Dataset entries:

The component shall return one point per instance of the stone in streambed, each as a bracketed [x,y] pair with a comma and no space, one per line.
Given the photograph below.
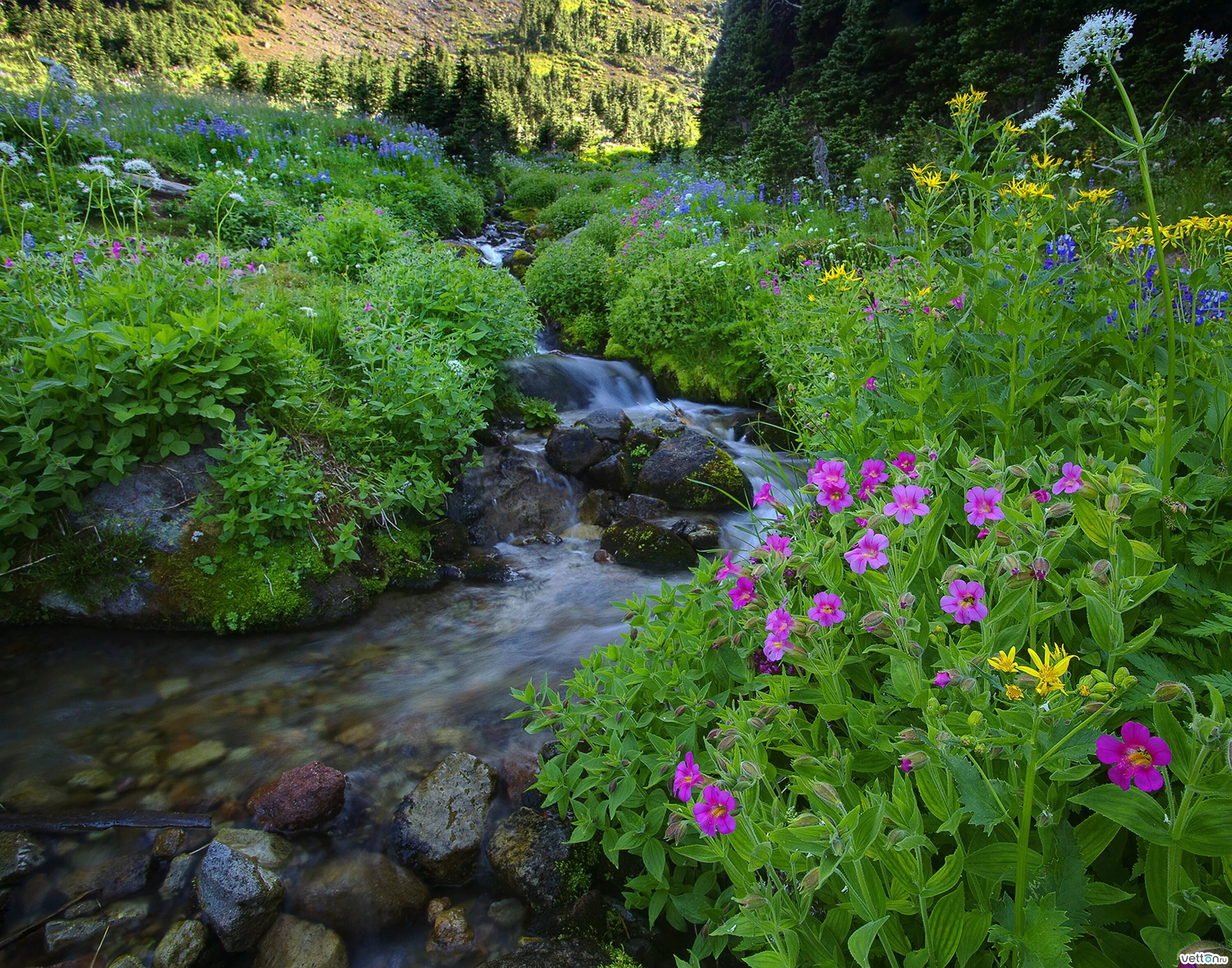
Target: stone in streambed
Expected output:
[439,828]
[300,800]
[297,944]
[646,545]
[359,893]
[239,899]
[692,471]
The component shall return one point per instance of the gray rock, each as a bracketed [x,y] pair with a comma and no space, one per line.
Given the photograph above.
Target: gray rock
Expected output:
[113,880]
[61,935]
[179,877]
[572,450]
[439,828]
[297,944]
[269,850]
[359,893]
[239,899]
[571,952]
[692,471]
[646,545]
[182,946]
[20,855]
[607,423]
[526,853]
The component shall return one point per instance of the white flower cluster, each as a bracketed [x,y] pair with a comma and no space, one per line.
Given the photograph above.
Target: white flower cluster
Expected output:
[1098,41]
[1204,48]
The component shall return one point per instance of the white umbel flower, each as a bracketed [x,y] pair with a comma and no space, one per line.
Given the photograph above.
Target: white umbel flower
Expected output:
[1204,48]
[1098,41]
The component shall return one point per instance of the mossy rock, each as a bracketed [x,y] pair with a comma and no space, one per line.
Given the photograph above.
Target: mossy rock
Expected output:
[645,545]
[692,471]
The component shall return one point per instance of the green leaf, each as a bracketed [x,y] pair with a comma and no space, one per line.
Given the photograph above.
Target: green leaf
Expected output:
[1131,808]
[860,943]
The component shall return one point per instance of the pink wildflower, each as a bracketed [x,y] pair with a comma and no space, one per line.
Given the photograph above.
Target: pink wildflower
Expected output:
[984,505]
[964,602]
[827,609]
[688,776]
[869,552]
[1134,758]
[1071,480]
[743,593]
[907,504]
[714,812]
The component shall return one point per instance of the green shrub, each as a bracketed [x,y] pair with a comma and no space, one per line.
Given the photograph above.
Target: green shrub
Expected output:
[570,279]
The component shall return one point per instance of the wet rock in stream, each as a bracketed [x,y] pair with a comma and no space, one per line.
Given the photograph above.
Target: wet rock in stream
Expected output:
[439,828]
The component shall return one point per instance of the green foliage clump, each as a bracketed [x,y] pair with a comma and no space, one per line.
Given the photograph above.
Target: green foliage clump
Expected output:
[567,280]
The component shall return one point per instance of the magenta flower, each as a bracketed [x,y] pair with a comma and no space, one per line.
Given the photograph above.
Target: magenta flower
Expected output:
[729,569]
[907,504]
[827,609]
[778,545]
[964,602]
[714,812]
[743,593]
[775,646]
[1134,758]
[836,499]
[984,505]
[874,471]
[869,552]
[1071,480]
[688,776]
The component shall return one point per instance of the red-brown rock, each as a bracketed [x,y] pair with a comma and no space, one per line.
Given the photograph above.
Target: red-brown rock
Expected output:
[301,798]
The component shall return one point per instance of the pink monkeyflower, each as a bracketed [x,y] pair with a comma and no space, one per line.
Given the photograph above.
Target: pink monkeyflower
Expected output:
[834,499]
[827,609]
[1071,480]
[1134,758]
[780,622]
[964,602]
[874,471]
[714,812]
[907,504]
[765,495]
[688,776]
[984,505]
[778,545]
[743,593]
[729,569]
[906,462]
[869,552]
[775,646]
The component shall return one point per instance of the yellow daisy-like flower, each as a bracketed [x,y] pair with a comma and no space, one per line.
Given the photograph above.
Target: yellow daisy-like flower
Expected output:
[1025,191]
[1048,671]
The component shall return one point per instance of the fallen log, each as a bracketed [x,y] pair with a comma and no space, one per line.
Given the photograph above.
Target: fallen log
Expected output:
[68,822]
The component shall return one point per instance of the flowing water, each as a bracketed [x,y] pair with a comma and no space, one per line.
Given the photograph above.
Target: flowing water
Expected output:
[94,718]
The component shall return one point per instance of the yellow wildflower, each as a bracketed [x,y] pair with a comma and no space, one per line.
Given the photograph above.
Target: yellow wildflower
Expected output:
[1048,671]
[1025,191]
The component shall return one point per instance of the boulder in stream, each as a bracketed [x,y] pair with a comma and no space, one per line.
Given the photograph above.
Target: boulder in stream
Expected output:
[300,800]
[359,893]
[238,898]
[439,828]
[646,545]
[692,471]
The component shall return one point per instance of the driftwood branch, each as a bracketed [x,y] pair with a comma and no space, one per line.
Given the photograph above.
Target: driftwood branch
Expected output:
[67,822]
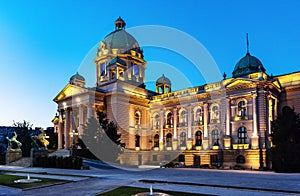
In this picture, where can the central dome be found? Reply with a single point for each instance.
(119, 38)
(247, 65)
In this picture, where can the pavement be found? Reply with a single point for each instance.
(207, 181)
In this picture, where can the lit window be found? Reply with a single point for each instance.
(198, 137)
(215, 112)
(242, 135)
(242, 108)
(198, 116)
(215, 137)
(156, 140)
(137, 141)
(183, 139)
(170, 119)
(169, 140)
(137, 118)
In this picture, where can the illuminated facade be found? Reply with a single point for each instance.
(223, 123)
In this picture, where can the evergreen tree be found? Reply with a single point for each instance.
(286, 141)
(23, 130)
(102, 138)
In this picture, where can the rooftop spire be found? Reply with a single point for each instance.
(120, 23)
(247, 42)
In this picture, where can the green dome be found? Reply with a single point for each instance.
(247, 65)
(120, 39)
(77, 76)
(163, 80)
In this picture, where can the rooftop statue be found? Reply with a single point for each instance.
(13, 143)
(40, 141)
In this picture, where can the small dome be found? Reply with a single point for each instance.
(77, 76)
(247, 65)
(120, 39)
(163, 80)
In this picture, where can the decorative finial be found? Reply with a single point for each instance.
(247, 41)
(224, 76)
(120, 23)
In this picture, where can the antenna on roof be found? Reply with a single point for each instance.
(247, 42)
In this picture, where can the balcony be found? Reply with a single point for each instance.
(239, 118)
(240, 146)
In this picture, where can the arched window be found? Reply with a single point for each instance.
(214, 113)
(137, 118)
(169, 140)
(183, 139)
(183, 118)
(156, 121)
(156, 140)
(242, 135)
(215, 137)
(137, 140)
(242, 108)
(198, 137)
(170, 119)
(198, 116)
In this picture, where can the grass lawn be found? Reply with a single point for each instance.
(8, 180)
(128, 191)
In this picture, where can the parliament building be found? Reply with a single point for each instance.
(226, 123)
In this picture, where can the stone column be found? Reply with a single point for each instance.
(67, 128)
(205, 120)
(80, 128)
(254, 139)
(89, 111)
(60, 129)
(205, 140)
(161, 135)
(189, 140)
(175, 123)
(228, 114)
(227, 138)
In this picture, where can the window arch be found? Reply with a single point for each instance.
(156, 121)
(137, 140)
(215, 137)
(170, 119)
(214, 112)
(198, 116)
(169, 139)
(182, 139)
(137, 118)
(198, 137)
(242, 135)
(242, 108)
(156, 140)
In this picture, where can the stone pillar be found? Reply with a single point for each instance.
(175, 123)
(60, 129)
(205, 140)
(205, 120)
(67, 128)
(254, 139)
(228, 114)
(89, 111)
(161, 135)
(189, 122)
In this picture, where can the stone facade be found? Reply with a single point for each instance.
(226, 123)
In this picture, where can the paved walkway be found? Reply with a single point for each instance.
(215, 182)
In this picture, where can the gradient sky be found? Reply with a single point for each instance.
(43, 43)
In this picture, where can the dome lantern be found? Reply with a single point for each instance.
(120, 23)
(163, 85)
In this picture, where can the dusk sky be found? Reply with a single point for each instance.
(43, 43)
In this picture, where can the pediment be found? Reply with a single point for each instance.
(69, 91)
(239, 82)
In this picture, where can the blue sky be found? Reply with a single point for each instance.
(43, 43)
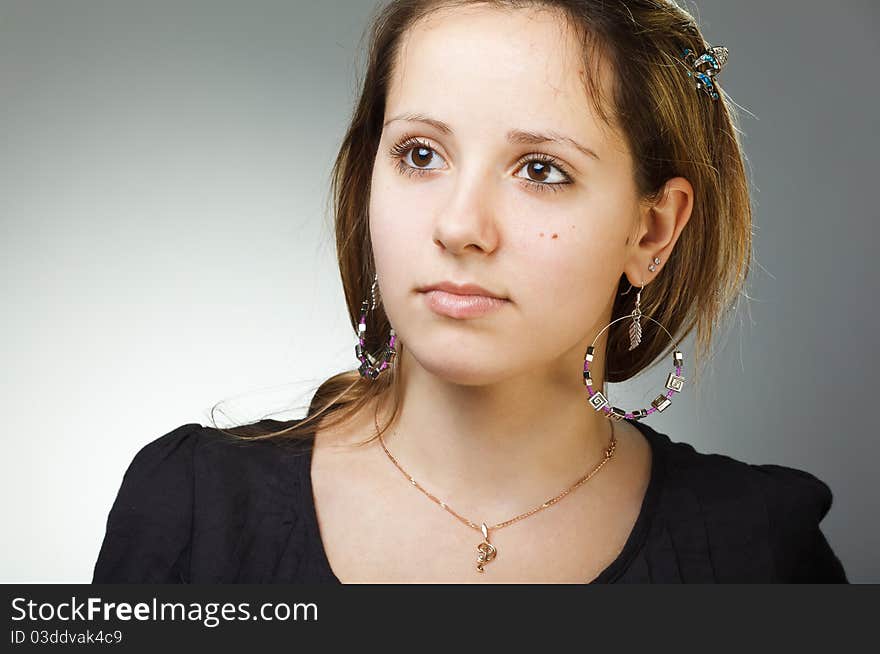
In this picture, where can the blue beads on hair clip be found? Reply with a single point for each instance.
(705, 67)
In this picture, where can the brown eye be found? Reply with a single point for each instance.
(422, 156)
(538, 171)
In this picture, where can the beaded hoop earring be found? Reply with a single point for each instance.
(371, 367)
(674, 381)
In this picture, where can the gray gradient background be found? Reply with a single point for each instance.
(165, 245)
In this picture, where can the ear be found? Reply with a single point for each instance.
(660, 226)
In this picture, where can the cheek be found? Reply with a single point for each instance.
(568, 269)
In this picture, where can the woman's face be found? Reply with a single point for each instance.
(542, 224)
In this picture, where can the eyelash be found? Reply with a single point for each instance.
(398, 152)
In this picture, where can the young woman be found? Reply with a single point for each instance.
(533, 199)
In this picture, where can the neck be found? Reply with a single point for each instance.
(497, 450)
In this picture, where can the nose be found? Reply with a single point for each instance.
(468, 221)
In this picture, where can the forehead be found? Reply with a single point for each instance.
(483, 66)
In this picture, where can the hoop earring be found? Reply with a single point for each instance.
(674, 382)
(372, 366)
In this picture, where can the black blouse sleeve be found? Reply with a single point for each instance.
(148, 528)
(797, 501)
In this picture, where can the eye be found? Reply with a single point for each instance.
(423, 154)
(538, 165)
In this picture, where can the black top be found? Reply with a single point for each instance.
(198, 506)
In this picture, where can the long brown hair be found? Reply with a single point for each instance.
(671, 129)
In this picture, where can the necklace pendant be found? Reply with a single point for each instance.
(485, 551)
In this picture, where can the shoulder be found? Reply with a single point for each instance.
(764, 519)
(193, 448)
(185, 487)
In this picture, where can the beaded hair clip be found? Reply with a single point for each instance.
(705, 67)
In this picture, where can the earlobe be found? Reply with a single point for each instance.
(662, 225)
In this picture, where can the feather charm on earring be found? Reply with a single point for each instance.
(635, 329)
(635, 333)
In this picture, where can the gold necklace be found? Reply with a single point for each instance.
(486, 551)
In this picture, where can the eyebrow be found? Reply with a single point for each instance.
(513, 136)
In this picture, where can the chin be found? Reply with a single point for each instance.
(457, 367)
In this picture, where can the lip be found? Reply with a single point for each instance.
(460, 289)
(454, 305)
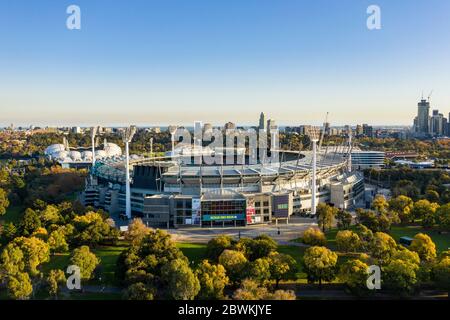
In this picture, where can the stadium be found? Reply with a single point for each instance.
(177, 190)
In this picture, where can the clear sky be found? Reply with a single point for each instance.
(177, 61)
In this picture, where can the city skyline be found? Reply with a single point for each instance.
(153, 63)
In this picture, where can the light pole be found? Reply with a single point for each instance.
(127, 136)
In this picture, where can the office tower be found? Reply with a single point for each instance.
(262, 121)
(230, 126)
(359, 130)
(423, 116)
(367, 130)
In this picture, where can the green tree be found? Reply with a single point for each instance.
(4, 202)
(347, 241)
(213, 279)
(314, 237)
(344, 219)
(443, 216)
(54, 279)
(320, 264)
(354, 274)
(399, 276)
(85, 260)
(217, 245)
(182, 284)
(403, 206)
(383, 247)
(139, 291)
(235, 264)
(30, 222)
(325, 216)
(19, 286)
(423, 209)
(424, 246)
(137, 231)
(282, 267)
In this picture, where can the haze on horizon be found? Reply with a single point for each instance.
(176, 62)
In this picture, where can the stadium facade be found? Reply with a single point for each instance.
(178, 191)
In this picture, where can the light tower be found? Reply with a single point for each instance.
(127, 136)
(93, 134)
(314, 137)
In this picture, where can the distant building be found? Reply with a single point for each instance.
(367, 159)
(423, 117)
(262, 121)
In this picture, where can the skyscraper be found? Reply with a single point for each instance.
(423, 117)
(262, 121)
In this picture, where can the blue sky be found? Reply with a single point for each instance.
(177, 61)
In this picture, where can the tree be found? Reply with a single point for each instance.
(139, 291)
(234, 263)
(441, 273)
(34, 252)
(4, 202)
(30, 222)
(383, 246)
(380, 204)
(320, 264)
(182, 284)
(314, 237)
(424, 246)
(137, 231)
(213, 279)
(54, 279)
(422, 209)
(250, 290)
(282, 266)
(344, 219)
(347, 241)
(403, 206)
(57, 241)
(259, 270)
(443, 216)
(83, 258)
(19, 286)
(354, 274)
(325, 216)
(399, 276)
(217, 245)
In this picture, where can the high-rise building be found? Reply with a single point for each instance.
(423, 117)
(367, 130)
(262, 121)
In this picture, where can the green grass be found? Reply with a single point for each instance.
(442, 241)
(107, 267)
(13, 214)
(195, 252)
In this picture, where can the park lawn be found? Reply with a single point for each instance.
(442, 241)
(108, 256)
(195, 252)
(13, 214)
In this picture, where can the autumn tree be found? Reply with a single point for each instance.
(320, 264)
(54, 279)
(314, 237)
(424, 246)
(137, 230)
(347, 241)
(182, 283)
(213, 279)
(87, 261)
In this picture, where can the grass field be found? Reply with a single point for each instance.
(13, 214)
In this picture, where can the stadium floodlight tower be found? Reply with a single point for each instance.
(127, 136)
(93, 134)
(314, 137)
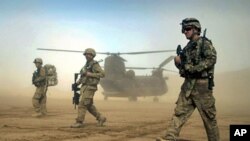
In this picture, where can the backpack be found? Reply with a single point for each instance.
(51, 75)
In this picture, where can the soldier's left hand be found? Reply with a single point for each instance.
(189, 68)
(88, 74)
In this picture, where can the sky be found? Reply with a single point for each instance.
(114, 26)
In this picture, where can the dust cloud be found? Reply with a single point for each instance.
(134, 121)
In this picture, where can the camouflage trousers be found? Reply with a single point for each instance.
(39, 100)
(202, 99)
(86, 104)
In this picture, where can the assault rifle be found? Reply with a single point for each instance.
(75, 88)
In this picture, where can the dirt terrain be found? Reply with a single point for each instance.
(143, 120)
(127, 121)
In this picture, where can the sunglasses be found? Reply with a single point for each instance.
(186, 29)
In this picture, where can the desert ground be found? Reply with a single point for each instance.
(143, 120)
(127, 121)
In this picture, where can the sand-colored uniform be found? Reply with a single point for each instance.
(88, 89)
(194, 91)
(39, 98)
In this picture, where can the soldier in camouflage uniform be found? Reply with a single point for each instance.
(90, 77)
(196, 65)
(39, 80)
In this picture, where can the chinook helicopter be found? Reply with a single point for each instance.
(121, 81)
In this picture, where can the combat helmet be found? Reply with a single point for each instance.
(90, 51)
(191, 22)
(38, 60)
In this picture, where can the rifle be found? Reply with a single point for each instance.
(75, 88)
(210, 73)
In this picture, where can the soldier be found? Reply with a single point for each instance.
(39, 80)
(90, 77)
(196, 65)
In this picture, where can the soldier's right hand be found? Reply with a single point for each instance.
(74, 86)
(177, 60)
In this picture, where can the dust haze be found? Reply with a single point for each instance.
(134, 121)
(117, 26)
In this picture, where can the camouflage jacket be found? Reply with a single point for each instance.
(96, 73)
(39, 77)
(197, 63)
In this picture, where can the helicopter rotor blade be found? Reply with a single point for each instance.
(139, 68)
(166, 61)
(145, 52)
(61, 50)
(170, 70)
(108, 53)
(75, 51)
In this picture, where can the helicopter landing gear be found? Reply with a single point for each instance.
(132, 98)
(156, 99)
(105, 98)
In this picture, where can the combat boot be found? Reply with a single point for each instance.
(37, 115)
(78, 124)
(166, 138)
(101, 121)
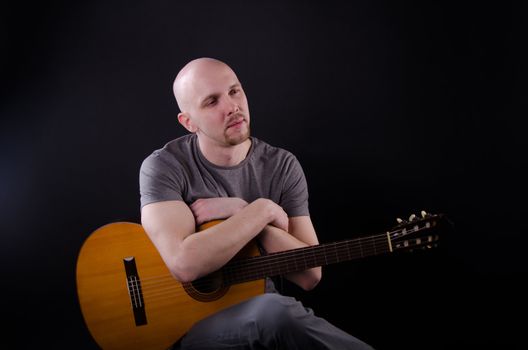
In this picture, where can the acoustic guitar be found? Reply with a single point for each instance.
(130, 300)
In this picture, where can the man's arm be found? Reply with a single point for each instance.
(188, 255)
(301, 234)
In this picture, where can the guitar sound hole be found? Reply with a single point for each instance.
(207, 288)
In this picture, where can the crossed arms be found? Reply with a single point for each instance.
(189, 255)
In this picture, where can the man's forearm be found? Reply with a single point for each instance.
(206, 251)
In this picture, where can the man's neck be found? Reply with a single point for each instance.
(225, 156)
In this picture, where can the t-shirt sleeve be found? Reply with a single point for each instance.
(158, 181)
(294, 197)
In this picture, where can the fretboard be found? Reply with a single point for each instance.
(258, 267)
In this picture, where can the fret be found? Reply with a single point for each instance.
(300, 259)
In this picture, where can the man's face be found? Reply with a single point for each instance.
(218, 108)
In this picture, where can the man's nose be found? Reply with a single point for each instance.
(232, 107)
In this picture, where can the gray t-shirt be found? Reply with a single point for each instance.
(179, 171)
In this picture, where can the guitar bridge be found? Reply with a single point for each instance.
(134, 291)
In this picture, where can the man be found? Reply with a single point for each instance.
(219, 171)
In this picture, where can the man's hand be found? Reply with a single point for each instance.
(207, 209)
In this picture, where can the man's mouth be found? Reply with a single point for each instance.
(235, 123)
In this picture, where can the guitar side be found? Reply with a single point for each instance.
(109, 301)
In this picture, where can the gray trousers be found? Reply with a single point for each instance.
(268, 321)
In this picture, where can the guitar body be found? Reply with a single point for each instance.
(143, 306)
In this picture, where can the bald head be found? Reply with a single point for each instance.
(187, 84)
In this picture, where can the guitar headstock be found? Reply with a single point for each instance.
(418, 232)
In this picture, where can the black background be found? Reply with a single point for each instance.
(390, 107)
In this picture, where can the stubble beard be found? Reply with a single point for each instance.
(234, 140)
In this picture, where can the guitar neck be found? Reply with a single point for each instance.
(258, 267)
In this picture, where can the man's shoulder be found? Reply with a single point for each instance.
(173, 153)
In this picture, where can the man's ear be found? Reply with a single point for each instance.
(186, 121)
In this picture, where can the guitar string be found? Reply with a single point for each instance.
(177, 284)
(338, 249)
(280, 255)
(177, 289)
(270, 259)
(246, 275)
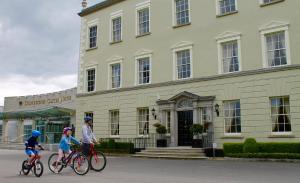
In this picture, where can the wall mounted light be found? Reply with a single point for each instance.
(217, 109)
(153, 112)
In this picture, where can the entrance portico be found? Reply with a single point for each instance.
(180, 112)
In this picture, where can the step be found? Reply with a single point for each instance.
(172, 153)
(170, 157)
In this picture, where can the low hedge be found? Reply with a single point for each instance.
(233, 148)
(263, 147)
(218, 152)
(115, 147)
(265, 155)
(250, 146)
(279, 147)
(252, 149)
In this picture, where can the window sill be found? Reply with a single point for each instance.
(233, 136)
(226, 14)
(90, 49)
(281, 135)
(181, 25)
(143, 35)
(183, 79)
(271, 3)
(111, 43)
(114, 137)
(143, 136)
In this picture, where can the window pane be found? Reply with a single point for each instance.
(276, 50)
(183, 64)
(182, 12)
(280, 114)
(144, 70)
(232, 115)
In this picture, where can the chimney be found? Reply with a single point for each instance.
(84, 4)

TASK TO CARRY OUT: Where the word "umbel" shows up in a line of the entries above, copy that line.

YOUR SOLUTION:
The component shall return one point per instance of the white umbel flower, each as a bracketed [x,y] pair with a comma and no space, one per line.
Target: white umbel flower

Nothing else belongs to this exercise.